**Try it**
Continue the question-and-answer text on UK deficit reduction and immigration, picking up right after its final sentence.

**Text for analysis**
#####

Yes as the deficit is being reduced and the economy is growing strongly, with lower inflation and job creation helping to improve living standards. Austerity is not a nice concept but it is the consequence of a public sector that had grown too big for the economy supporting it.
5. Does (legal) immigration need more limitations or is it vital for the UK?
No. Legal immigration is exactly that, and includes all migration to and from the European Union. Plenty of people know friends or have family that live in other parts of the EU and we’d all be irritated if they were refused entry were the rules changed. I believe a much more resilient approach should be taken to address illegal immigration, which has difficult consequences for both the migrant (namely, substandard housing and exploitation of their labour) and the state (primarily, a much lower allocation of taxation revenue to affected areas since census data underestimates the true demand on services).

#####

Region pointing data
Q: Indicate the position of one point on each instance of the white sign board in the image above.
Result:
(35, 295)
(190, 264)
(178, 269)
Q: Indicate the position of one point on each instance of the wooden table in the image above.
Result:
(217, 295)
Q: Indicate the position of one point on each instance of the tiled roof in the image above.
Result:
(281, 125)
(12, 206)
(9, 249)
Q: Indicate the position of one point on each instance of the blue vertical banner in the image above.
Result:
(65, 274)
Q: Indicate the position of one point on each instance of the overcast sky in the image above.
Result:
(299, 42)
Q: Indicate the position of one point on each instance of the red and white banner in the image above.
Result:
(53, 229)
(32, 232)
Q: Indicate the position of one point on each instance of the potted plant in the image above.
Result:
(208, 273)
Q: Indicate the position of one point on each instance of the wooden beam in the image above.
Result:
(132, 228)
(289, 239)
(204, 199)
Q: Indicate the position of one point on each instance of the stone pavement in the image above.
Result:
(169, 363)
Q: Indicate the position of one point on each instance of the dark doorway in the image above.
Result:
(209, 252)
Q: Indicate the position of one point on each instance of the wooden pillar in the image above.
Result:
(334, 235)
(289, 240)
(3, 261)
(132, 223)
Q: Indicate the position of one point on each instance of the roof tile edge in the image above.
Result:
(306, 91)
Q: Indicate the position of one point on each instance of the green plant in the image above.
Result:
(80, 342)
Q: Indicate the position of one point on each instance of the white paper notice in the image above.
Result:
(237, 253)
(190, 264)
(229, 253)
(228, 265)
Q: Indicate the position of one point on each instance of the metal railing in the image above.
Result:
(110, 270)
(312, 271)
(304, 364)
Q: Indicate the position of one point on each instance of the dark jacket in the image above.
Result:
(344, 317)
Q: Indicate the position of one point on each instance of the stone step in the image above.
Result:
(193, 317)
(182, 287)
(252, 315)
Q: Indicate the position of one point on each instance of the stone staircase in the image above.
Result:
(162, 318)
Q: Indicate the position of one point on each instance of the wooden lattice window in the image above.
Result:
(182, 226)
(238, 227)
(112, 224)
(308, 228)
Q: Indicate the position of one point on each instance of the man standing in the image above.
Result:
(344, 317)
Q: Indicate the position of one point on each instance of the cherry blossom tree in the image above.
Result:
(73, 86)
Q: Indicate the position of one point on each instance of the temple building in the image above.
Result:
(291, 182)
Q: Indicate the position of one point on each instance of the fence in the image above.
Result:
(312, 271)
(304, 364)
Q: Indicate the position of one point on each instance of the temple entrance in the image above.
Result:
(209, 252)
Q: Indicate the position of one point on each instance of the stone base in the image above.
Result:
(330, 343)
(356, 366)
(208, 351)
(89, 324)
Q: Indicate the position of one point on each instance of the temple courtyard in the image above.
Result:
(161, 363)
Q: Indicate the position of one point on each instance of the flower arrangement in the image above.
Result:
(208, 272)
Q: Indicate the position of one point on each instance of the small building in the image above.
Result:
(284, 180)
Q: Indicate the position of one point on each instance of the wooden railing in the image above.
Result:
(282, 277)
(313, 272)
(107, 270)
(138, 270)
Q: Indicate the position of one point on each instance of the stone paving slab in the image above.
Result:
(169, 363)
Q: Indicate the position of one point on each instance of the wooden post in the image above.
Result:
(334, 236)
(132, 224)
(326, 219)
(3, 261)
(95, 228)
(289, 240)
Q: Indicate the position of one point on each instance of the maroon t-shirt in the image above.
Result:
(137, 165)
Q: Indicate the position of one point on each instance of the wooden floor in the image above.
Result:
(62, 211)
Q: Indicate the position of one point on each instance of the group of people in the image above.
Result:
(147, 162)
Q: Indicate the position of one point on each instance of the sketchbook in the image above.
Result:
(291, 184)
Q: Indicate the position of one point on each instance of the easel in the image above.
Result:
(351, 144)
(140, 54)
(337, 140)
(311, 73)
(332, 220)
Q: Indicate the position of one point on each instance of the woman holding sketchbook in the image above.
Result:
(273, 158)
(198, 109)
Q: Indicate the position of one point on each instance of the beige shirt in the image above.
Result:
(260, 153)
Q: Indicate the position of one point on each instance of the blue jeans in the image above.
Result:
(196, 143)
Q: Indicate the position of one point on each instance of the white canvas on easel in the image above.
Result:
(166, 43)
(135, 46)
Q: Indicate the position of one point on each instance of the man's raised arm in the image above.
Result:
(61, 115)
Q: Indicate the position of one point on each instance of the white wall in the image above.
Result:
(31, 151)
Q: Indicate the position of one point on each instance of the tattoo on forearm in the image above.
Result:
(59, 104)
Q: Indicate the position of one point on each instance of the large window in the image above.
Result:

#####

**Result of this task**
6. Many people are concerned about the cost of living in the UK, with wages having failed to rise in line with the price of food, energy and rent in recent years. How can this be corrected?
Lower inflation is a start and coming close to 0% will provide a demonstrable improvement in living standards in the short term. New jobs are being created too in the UK economy which will provide additional income to each household over time. Everybody getting out of bed in the morning, working hard and providing a service or making something for someone else is what drives a country’s standard of living. I often think this is forgotten in the debates about the latest indicators or statistics.
7. How would you like to see the NHS change in the future in order to become more successful?
My girlfriend is a nurse so I hear on a regular basis of the challenges facing the NHS. It remains the envy of the world (including of the Irish, who left the UK before it was created by Aneurin Bevan!) but requires substantial reform to meet the needs of the present. Many NHS buildings are too small, physically, for the populations they serve so I support newer, larger hospitals and where effective, the centralisation of specialist services to provide better care. Like an economy – things work better when specialists work closely together because they learn from each other.
8. What measures do you think need to be taken to decrease unemployment, particularly youth unemployment and those who have never been employed?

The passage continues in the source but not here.